Your task:
Put the lines of the items below into a numbered list, starting at the first line of the items and ending at the line that contains "204, 448, 232, 523", with both of those lines included. Leave out any blank lines.

___ Given data

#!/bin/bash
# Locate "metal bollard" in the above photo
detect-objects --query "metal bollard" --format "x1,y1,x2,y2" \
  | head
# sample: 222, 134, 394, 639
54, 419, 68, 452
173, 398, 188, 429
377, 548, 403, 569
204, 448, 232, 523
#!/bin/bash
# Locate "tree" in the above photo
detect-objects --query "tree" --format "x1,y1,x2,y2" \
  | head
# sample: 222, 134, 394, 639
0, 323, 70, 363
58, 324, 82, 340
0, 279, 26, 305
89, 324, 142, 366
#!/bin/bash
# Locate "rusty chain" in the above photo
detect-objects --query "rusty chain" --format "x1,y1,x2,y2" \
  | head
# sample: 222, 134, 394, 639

______

Solution to this task:
1. #!/bin/bash
2. # Locate "metal bollard" in the above photo
3. detect-objects --query "metal bollard" --format "x1,y1,x2,y2" \
4.   | head
5. # sample: 222, 134, 394, 639
6. 54, 419, 68, 452
7. 173, 398, 188, 429
8. 377, 548, 403, 569
9. 204, 448, 232, 523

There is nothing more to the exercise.